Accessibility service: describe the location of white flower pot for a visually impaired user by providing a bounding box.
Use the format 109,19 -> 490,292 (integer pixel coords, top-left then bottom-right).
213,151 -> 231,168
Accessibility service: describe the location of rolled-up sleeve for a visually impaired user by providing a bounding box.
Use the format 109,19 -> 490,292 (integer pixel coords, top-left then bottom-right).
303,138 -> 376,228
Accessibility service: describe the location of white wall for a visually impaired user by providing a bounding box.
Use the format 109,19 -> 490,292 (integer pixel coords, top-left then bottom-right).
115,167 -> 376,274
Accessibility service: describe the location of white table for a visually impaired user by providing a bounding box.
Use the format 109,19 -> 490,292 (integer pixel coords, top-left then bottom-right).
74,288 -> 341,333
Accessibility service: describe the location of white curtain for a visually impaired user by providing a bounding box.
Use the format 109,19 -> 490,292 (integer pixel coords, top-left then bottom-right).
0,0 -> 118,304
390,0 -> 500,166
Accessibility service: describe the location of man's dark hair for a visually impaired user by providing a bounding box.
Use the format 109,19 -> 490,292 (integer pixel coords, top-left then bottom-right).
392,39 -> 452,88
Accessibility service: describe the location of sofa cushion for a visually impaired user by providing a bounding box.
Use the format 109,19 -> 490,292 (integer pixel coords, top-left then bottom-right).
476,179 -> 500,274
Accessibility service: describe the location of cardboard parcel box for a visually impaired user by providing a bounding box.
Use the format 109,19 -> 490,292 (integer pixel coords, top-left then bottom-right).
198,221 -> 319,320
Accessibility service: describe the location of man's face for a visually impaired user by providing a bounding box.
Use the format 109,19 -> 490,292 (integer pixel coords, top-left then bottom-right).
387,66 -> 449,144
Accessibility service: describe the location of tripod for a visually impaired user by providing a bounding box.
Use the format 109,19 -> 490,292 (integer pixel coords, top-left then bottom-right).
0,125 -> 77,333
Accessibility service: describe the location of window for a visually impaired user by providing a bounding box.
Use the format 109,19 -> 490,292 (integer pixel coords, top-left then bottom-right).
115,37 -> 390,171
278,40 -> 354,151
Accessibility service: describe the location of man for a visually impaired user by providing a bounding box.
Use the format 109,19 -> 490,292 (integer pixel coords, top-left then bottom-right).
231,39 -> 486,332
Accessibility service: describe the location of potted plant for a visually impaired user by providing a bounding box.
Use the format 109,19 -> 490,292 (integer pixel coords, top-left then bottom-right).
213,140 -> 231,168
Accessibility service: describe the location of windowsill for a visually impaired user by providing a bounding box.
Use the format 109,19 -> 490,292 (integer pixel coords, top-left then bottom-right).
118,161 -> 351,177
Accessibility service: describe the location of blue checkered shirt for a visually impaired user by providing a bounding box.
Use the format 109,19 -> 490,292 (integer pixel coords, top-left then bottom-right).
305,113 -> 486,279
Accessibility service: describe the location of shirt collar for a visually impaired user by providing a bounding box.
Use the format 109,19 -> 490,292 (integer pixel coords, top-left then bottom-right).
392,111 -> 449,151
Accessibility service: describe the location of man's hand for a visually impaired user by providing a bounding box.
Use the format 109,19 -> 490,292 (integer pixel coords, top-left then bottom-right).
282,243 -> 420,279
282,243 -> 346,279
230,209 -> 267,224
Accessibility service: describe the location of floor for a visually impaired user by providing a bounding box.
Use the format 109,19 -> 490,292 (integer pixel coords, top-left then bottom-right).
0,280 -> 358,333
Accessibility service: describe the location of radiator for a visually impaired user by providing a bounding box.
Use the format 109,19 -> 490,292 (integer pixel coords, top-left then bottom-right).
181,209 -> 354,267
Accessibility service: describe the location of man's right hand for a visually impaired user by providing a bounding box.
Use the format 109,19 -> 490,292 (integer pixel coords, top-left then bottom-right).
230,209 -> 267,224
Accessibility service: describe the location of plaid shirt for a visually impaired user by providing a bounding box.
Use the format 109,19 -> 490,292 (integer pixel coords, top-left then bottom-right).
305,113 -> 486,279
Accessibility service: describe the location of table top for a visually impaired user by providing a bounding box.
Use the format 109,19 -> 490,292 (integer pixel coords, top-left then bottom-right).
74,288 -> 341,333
★ ★ ★ ★ ★
*EXERCISE REQUIREMENTS*.
Copy the lines from the one containing "Accessibility service: describe the location of windowsill" through the one containing "0,280 -> 358,333", inclusive, switching "shirt collar" to "shirt neckline" and leaving everything else unchanged.

*FINAL RESULT*.
Accessibility service: describe the location of windowsill for a visually impaired user by providing a bounding box.
Use the format 109,19 -> 490,292 (integer pixel coords, top-left then bottom-right).
118,161 -> 351,177
Accessibility service: describe the location of blue checkered shirt for a visually impaired user by providing a bounding box.
Use the format 109,19 -> 490,292 (integer pixel coords, top-left then bottom-right).
305,113 -> 486,279
Accessibility service: describe the location of shirt neckline for a visually impaired user by providing a bounding box.
Use the format 109,19 -> 490,292 (integer pixel coords, top-left then bottom-right).
392,111 -> 449,151
Accessibility service: describe the location of man's hand for a visually impaired user by providing a bounding box.
Use the format 109,19 -> 490,292 (integer pixel coords, top-left then bottom-right).
282,243 -> 420,279
282,243 -> 346,279
230,209 -> 267,224
Accessibility service: describe the location of floor for a visually impaired user by providing a bounding box.
Use the format 109,19 -> 490,292 (integer pixel coords, top-left then bottom-right).
0,280 -> 358,333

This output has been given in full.